**Exercise input**

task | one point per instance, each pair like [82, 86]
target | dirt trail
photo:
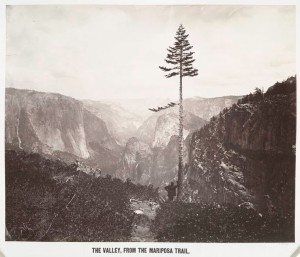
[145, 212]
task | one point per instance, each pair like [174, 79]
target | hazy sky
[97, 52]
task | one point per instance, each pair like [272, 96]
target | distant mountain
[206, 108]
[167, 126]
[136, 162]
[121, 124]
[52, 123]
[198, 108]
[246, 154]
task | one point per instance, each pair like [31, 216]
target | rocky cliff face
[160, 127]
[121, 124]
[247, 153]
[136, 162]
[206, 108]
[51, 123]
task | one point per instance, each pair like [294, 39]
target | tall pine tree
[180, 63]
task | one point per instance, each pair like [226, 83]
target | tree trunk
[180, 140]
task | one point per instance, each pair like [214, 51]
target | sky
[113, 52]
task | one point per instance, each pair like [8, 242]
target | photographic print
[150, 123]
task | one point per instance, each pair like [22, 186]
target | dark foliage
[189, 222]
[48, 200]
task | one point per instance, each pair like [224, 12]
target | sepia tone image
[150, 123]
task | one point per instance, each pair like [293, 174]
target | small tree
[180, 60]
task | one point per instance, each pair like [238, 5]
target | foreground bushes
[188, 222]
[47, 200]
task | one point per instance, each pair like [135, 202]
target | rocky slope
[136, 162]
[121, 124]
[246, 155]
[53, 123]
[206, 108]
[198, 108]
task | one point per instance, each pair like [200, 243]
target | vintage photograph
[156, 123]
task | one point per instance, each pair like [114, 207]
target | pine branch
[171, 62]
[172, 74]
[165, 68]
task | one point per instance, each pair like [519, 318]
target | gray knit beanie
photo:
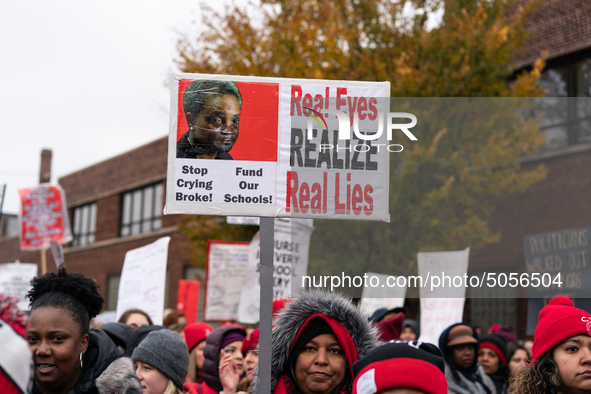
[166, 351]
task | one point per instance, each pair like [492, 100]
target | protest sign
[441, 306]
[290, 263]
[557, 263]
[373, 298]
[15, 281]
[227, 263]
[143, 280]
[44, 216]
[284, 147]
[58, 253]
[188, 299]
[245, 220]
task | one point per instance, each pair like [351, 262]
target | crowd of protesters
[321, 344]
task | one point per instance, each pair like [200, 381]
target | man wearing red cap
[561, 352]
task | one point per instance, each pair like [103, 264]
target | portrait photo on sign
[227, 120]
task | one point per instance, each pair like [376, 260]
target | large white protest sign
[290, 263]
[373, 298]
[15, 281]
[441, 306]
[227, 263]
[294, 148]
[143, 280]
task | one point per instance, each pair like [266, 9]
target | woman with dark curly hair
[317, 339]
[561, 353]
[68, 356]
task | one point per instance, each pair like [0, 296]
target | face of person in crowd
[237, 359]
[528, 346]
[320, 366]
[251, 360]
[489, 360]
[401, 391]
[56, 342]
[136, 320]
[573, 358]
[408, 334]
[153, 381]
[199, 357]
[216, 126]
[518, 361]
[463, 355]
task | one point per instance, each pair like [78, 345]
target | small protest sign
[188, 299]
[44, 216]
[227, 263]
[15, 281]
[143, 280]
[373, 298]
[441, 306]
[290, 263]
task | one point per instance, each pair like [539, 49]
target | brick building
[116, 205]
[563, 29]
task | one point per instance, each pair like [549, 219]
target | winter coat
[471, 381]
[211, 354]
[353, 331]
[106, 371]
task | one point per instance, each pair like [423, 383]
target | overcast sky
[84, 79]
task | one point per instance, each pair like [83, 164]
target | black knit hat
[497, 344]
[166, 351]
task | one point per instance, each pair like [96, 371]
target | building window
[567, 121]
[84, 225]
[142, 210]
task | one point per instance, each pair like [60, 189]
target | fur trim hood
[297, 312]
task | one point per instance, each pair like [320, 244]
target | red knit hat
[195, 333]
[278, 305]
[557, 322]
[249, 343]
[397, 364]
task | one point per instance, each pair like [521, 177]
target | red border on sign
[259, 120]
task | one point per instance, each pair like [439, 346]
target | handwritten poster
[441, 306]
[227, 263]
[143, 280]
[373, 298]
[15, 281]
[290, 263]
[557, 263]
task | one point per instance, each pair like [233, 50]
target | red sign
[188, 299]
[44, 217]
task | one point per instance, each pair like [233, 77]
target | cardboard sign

**Required work**
Take the data above and repeat it exactly, leaving each picture out.

**Solution to this problem**
task | one point per instance, each pair like [82, 86]
target | dirt trail
photo:
[145, 212]
task | one point per instance, each pair like [174, 79]
target | hazy sky
[97, 52]
task | one point per instance, each pair like [272, 96]
target | distant mountain
[206, 108]
[167, 126]
[136, 162]
[121, 124]
[52, 123]
[198, 108]
[246, 154]
task | one point per instance, each pair like [31, 216]
target | rocky cliff face
[160, 127]
[121, 124]
[247, 153]
[136, 162]
[206, 108]
[51, 123]
task | one point per instance, each pair like [294, 39]
target | tall pine tree
[180, 63]
task | one point per instance, each pair like [226, 83]
target | tree trunk
[180, 140]
task | one point per instance, each pair like [214, 51]
target | sky
[113, 52]
task | one point per instance, each pair like [8, 242]
target | photographic print
[150, 123]
task | one point per instance, each pair like [22, 186]
target | dark foliage
[189, 222]
[48, 200]
task | one point per instance, each pair like [224, 12]
target | sepia tone image
[150, 123]
task | one point per instance, each pair like [293, 174]
target | small tree
[180, 60]
task | one point per instance, each pair like [238, 5]
target | foreground bushes
[188, 222]
[47, 200]
task | one point per instance, each pair like [135, 202]
target | rocky slope
[136, 162]
[121, 124]
[246, 155]
[53, 123]
[206, 108]
[198, 108]
task | one point per instance, each pair like [200, 243]
target | vintage photograph
[156, 123]
task | one point per instance, each pair like [114, 207]
target | pine branch
[171, 62]
[172, 74]
[165, 68]
task | one point per instance, each pair like [519, 318]
target | gray knit beanie
photo:
[166, 351]
task | one point per instance, each pair like [492, 100]
target | protest sign
[441, 306]
[290, 263]
[557, 263]
[373, 298]
[15, 281]
[227, 263]
[143, 280]
[44, 216]
[284, 147]
[58, 253]
[188, 299]
[245, 220]
task | one point per instance, each pair like [351, 262]
target | crowd of protesters
[321, 344]
task | one point per instance, each pair like [200, 381]
target | man wearing red cap
[561, 352]
task | one point per instance, each pair like [103, 264]
target | portrait photo on sign
[227, 120]
task | one point per instance, each pair like [376, 260]
target | large white protest sign
[290, 263]
[373, 298]
[15, 281]
[441, 306]
[227, 263]
[294, 148]
[143, 280]
task | one point per instance, each pair like [266, 9]
target | woman with dark curly hair
[317, 339]
[561, 353]
[68, 356]
task | one point per instance, each pair like [0, 296]
target | face of person in crowd
[237, 359]
[528, 346]
[320, 366]
[251, 360]
[489, 360]
[401, 391]
[56, 342]
[136, 320]
[573, 358]
[408, 334]
[153, 381]
[199, 357]
[216, 126]
[518, 361]
[463, 355]
task | one point per instance, each pair like [78, 345]
target | small protest sign
[188, 299]
[44, 216]
[227, 263]
[15, 281]
[143, 280]
[373, 298]
[441, 306]
[290, 263]
task | one point per instance, each pair like [539, 49]
target | brick building
[116, 205]
[563, 29]
task | one point per instance, each pair like [549, 219]
target | winter coat
[471, 381]
[211, 354]
[353, 331]
[106, 371]
task | one point per instance, each pair like [423, 383]
target | overcast sky
[84, 79]
task | one point per instance, each pair like [83, 164]
target | black knit hat
[497, 344]
[166, 351]
task | one point per instance, each pair like [96, 371]
target | building window
[567, 121]
[84, 225]
[142, 210]
task | one point per instance, each pair like [60, 189]
target | fur trim hood
[297, 312]
task | one point per instance, each pair like [320, 244]
target | red knit hat
[195, 333]
[278, 305]
[557, 322]
[249, 343]
[397, 364]
task | one point per instance, each pair like [521, 177]
target | red border on sign
[259, 120]
task | one point per instance, each pair like [439, 346]
target | handwritten poster
[441, 306]
[227, 263]
[143, 280]
[373, 298]
[15, 281]
[290, 263]
[557, 263]
task | one point per instance, each pair like [233, 50]
target | red sign
[188, 299]
[44, 217]
task | one point per instance, each pair like [233, 77]
target | cardboard sign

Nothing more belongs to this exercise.